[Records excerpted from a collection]
>> BEGIN
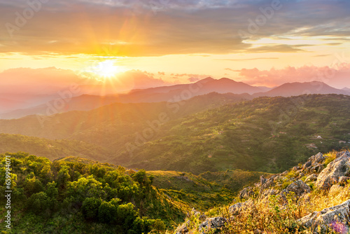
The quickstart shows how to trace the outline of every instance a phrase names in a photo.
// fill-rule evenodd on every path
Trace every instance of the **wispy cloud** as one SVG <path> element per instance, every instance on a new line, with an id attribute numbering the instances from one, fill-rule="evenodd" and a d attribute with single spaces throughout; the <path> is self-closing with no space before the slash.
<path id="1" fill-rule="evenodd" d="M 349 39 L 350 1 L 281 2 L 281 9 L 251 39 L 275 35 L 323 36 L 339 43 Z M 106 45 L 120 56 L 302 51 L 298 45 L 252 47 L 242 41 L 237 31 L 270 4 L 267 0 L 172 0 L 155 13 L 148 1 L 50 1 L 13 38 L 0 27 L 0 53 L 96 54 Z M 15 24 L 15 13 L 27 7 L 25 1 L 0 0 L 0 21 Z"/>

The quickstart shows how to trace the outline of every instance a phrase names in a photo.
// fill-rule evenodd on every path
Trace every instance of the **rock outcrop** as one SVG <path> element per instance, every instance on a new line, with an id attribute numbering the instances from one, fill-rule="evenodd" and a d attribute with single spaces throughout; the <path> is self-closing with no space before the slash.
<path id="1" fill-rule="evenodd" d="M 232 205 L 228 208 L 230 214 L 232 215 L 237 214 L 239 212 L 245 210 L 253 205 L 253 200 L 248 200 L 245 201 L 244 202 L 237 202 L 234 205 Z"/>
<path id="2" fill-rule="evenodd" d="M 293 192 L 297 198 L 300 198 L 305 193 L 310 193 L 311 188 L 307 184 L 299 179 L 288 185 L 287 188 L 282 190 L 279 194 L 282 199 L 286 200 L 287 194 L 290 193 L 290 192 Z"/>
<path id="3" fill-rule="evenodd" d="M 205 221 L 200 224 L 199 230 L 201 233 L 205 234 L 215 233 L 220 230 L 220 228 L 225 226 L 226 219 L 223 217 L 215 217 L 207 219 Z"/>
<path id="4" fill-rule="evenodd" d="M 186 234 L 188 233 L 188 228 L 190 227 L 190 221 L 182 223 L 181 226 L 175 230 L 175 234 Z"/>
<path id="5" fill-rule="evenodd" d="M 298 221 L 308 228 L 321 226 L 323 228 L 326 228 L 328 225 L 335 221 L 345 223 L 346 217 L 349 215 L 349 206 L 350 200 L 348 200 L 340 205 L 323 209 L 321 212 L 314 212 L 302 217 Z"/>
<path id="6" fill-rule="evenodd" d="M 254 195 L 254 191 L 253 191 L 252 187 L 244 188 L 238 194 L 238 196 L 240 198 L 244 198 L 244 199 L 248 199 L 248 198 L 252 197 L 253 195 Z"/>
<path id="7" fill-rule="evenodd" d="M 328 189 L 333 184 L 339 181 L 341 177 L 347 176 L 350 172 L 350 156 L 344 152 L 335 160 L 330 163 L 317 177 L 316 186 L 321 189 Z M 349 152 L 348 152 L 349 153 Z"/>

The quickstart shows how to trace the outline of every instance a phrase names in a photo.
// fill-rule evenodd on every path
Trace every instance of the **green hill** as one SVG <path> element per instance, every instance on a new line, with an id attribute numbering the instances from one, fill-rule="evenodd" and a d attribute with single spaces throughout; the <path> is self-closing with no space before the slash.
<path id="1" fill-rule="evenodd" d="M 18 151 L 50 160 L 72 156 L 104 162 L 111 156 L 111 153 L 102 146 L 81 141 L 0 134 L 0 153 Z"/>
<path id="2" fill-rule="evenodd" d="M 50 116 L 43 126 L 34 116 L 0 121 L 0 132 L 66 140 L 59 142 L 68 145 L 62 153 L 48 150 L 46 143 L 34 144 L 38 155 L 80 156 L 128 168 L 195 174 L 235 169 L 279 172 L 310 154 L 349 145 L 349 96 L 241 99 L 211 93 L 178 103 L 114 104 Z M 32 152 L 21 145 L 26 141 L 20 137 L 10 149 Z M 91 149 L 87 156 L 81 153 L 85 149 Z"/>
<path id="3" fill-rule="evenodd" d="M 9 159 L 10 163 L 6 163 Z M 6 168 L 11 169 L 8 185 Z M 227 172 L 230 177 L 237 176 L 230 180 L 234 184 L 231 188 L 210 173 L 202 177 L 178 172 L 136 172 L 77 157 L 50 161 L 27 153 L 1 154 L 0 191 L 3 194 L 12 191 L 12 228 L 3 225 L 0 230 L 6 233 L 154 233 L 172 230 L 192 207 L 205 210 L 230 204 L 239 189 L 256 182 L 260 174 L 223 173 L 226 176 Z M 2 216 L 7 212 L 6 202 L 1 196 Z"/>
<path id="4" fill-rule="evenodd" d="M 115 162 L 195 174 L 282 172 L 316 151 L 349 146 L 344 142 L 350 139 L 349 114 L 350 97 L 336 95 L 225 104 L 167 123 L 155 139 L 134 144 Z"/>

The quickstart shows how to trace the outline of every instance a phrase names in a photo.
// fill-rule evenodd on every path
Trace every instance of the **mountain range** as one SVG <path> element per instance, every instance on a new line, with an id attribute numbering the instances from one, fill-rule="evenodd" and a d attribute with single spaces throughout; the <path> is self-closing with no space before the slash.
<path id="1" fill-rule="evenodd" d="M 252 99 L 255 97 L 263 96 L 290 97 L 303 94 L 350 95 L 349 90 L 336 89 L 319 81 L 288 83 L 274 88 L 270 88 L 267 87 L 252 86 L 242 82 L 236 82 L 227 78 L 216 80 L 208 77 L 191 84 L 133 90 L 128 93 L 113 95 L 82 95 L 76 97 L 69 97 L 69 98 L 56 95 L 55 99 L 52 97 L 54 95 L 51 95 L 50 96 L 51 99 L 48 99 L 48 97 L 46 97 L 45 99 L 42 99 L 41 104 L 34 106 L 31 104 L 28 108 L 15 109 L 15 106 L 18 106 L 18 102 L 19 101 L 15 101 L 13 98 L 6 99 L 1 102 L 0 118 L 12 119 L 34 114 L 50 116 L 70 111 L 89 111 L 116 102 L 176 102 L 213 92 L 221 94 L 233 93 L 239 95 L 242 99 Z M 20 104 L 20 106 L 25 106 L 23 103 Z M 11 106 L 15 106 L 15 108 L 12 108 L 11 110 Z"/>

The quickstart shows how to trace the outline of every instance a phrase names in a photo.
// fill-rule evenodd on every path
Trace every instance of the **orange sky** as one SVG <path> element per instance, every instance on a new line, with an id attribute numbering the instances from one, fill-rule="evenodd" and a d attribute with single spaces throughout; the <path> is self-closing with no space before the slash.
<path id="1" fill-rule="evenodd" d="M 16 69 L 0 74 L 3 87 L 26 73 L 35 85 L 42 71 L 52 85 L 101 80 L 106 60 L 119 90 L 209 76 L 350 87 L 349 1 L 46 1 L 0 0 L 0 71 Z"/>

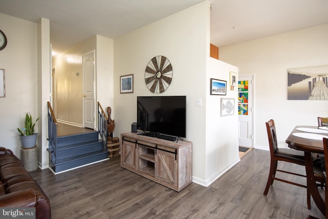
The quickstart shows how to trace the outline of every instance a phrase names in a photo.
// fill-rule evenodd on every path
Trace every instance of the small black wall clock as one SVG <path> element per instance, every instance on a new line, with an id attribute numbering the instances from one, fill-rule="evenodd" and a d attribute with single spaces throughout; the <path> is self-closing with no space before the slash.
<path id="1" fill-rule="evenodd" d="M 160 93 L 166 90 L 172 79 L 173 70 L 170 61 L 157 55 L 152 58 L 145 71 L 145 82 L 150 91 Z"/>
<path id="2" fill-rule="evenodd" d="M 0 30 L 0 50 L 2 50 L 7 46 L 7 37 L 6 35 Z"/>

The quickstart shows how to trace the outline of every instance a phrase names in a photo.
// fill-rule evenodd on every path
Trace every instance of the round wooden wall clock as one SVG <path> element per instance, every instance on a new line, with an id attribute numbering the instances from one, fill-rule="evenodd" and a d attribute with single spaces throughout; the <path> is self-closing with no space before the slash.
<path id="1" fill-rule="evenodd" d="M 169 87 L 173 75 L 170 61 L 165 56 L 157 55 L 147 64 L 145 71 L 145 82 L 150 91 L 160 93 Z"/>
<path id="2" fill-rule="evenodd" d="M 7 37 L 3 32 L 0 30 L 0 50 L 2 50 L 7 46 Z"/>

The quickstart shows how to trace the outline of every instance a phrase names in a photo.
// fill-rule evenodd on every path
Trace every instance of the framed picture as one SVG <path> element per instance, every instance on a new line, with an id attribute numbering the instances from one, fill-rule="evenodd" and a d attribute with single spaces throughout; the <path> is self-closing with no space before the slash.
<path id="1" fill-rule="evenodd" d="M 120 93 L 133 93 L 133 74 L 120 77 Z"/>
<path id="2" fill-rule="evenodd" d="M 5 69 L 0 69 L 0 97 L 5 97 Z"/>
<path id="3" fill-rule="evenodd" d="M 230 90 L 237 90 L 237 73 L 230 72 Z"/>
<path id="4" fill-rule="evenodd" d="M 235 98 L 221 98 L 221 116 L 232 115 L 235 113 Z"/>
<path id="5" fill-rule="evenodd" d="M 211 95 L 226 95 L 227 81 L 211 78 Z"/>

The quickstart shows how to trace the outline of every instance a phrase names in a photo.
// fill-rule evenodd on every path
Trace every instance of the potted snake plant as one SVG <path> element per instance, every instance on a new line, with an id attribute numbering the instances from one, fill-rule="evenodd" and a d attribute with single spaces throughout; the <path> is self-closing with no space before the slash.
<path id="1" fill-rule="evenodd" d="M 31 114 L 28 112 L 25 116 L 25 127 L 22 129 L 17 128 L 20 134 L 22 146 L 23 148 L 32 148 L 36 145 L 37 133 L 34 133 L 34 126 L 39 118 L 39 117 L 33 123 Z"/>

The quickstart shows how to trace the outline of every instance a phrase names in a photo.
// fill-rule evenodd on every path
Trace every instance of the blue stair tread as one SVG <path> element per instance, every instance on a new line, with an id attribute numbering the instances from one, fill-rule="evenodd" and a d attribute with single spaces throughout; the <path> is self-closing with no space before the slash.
>> END
WHAT IS NEEDED: Write out the items word for word, beginning at the very start and ending with the line that contains "349 39 L 350". Leave the pictures out of your copy.

RESULT:
The quickstart shows how to trace the outline of every instance a phrase names in a photo.
// fill-rule evenodd on every path
Trace every instance of the **wispy cloud** as one SVG <path> element per instance, every instance on a new line, with an id attribute numbering the instances from one, fill-rule="evenodd" and a d attribute with single spaces throughout; the <path> is self-closing with no space before the slash.
<path id="1" fill-rule="evenodd" d="M 349 39 L 350 1 L 281 2 L 281 9 L 251 39 L 275 35 L 323 36 L 339 43 Z M 106 45 L 120 56 L 302 51 L 298 45 L 252 47 L 242 41 L 237 31 L 270 4 L 267 0 L 172 0 L 155 13 L 148 1 L 50 1 L 13 38 L 0 27 L 0 53 L 96 54 Z M 15 24 L 15 13 L 27 7 L 25 1 L 0 0 L 0 21 Z"/>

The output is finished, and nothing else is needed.